» Written instruction a: Please write out the VLAN post word for word, from "We know what" up to and including "same physical network.".

» Page:
↓↓↓

Difficulty level:  • •
By Christian Sage, technical product support rep

VLAN or Virtual Local Area Network… and you thought local area network was a mouthful. It’s a complicated subject that everyone feels they could know more about. Stick with us through this post, and hopefully by the end of it, you’ll be that much closer to being a master.

We know what VLAN stands for. What does VLAN mean?

With the latest and greatest routers, you’re able to create multiple virtual LANs within one physical LAN, utilizing the same equipment. With a VLAN, you can create walls and gates through the network to block communication between devices all connected to the same physical network.

That means you can separate traffic on your network to further increase speed, performance, and reliability.


So take a security camera. Having one on your network can cause traffic that can drastically slow down the other devices connected to your network. By placing the camera on a VLAN of its own, you can separate the camera’s traffic from the main network, thus eliminating the competition between the camera and your other devices for data. Not to mention, doing this can help increase the security on your network.

Think about your guest network. The point of having it is to keep visitors’ traffic away from the traffic on your main network. A true guest network would be completely secure and wouldn’t allow the client to log in to any network equipment. They would only be allowed access to the Internet.

↑↑↑

» Written instruction b: In the records, from the line with "of the distant" up to and including the end of the records, switch "coordinate pair" to "position pair" and give back only those lines, with everything else unchanged.

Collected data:
↓↓↓

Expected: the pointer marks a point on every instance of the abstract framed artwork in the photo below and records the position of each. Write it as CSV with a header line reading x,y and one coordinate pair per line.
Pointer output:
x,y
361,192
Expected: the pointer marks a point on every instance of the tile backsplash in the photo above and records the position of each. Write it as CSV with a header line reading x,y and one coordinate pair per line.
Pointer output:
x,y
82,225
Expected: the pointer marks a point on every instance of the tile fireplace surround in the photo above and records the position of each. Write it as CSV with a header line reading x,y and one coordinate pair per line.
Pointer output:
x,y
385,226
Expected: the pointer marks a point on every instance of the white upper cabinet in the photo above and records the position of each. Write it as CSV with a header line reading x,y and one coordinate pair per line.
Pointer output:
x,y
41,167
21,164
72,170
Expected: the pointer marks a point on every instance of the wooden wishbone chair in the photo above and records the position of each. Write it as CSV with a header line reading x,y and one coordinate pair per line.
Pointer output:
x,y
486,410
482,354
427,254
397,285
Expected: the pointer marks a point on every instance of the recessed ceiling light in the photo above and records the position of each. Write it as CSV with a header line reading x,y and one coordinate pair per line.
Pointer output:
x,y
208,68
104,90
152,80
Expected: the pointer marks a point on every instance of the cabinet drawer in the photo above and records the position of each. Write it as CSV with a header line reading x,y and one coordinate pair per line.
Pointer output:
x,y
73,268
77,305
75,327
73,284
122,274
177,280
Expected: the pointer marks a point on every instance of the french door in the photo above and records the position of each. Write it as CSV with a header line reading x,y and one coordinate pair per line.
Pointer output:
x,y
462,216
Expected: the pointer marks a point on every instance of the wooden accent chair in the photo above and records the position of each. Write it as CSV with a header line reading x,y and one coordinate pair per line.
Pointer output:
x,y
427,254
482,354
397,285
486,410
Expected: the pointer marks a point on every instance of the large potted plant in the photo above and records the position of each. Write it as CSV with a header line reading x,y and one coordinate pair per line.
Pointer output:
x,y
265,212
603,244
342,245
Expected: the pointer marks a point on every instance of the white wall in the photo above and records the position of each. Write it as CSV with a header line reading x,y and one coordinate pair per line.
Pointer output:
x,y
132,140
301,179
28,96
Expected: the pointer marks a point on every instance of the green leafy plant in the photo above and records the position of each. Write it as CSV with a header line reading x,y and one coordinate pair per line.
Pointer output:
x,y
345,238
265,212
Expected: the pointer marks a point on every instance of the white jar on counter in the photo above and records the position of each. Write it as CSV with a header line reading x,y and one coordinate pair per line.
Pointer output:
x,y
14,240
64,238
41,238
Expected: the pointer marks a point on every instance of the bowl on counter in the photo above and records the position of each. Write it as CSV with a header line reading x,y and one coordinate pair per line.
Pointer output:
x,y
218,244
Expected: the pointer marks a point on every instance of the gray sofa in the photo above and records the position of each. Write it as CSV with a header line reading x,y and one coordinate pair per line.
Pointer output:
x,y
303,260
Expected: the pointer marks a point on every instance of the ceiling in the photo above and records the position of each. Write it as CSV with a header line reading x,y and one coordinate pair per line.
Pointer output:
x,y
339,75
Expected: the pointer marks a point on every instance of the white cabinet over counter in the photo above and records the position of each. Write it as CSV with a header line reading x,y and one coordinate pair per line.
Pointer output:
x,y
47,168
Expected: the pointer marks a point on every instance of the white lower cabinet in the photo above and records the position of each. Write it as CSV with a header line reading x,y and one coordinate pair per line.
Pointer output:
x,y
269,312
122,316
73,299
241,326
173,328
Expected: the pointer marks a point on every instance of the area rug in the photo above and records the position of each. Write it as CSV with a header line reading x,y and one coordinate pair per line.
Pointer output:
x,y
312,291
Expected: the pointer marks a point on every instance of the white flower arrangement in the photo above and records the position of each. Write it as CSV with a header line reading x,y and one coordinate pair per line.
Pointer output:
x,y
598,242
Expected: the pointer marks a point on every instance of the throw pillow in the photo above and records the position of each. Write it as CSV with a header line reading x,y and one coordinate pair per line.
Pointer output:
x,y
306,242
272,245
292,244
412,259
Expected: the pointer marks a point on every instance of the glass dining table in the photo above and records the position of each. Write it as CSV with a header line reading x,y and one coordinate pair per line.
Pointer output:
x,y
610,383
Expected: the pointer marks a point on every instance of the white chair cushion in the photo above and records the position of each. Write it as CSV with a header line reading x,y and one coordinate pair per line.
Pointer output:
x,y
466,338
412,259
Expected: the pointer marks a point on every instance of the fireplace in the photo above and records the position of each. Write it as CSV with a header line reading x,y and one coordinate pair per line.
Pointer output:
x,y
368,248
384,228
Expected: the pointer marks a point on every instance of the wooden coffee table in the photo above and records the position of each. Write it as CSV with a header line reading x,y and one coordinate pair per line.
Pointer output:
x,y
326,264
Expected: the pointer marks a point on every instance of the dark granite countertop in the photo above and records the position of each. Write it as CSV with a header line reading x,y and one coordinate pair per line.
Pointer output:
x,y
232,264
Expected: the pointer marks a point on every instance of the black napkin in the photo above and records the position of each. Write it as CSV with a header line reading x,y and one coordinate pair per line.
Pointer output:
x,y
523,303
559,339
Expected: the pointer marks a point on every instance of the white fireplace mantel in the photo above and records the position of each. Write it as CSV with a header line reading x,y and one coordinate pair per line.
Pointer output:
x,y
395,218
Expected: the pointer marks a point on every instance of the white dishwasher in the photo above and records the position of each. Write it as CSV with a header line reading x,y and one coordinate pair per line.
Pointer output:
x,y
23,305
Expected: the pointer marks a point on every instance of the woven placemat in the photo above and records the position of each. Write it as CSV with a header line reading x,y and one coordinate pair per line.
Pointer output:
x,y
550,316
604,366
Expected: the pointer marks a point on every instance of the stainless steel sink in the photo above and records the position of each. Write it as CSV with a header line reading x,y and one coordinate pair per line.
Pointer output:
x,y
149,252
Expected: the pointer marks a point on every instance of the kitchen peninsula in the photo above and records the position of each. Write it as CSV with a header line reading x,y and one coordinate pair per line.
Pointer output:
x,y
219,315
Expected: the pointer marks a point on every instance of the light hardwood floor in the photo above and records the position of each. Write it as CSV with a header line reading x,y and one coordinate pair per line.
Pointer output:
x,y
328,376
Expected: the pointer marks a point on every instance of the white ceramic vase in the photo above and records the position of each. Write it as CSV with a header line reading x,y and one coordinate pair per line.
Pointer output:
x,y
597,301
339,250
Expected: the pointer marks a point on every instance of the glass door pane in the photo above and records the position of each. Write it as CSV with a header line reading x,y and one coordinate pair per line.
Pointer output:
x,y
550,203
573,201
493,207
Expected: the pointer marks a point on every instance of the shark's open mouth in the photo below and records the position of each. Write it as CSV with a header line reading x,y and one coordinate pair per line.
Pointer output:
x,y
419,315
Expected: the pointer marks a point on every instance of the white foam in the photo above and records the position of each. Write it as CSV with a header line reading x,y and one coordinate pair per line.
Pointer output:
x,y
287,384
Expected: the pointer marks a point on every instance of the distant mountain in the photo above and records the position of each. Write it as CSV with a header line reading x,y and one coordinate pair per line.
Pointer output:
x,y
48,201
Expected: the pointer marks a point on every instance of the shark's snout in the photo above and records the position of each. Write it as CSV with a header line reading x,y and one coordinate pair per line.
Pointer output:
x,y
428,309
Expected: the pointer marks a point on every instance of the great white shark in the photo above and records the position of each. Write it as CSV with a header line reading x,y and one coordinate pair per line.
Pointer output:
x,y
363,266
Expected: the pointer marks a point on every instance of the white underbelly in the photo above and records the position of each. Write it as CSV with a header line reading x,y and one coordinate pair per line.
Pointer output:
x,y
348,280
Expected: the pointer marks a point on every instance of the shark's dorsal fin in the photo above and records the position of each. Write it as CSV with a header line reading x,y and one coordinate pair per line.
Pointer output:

↑↑↑

» Complete output a:
We know what VLAN stands for. What does VLAN mean?

With the latest and greatest routers, you’re able to create multiple virtual LANs within one physical LAN, utilizing the same equipment. With a VLAN, you can create walls and gates through the network to block communication between devices all connected to the same physical network.

» Complete output b:
Expected: the pointer marks a point on every instance of the distant mountain in the photo above and records the position of each. Write it as CSV with a header line reading x,y and one position pair per line.
Pointer output:
x,y
48,201
Expected: the pointer marks a point on every instance of the shark's snout in the photo above and records the position of each. Write it as CSV with a header line reading x,y and one position pair per line.
Pointer output:
x,y
428,309
Expected: the pointer marks a point on every instance of the great white shark in the photo above and records the position of each. Write it as CSV with a header line reading x,y and one position pair per line.
Pointer output:
x,y
363,266
Expected: the pointer marks a point on every instance of the white underbelly in the photo above and records the position of each. Write it as CSV with a header line reading x,y and one position pair per line.
Pointer output:
x,y
348,280
Expected: the pointer marks a point on every instance of the shark's dorsal fin in the photo above and records the position of each. Write it as CSV with a header line reading x,y and one position pair per line.
Pointer output:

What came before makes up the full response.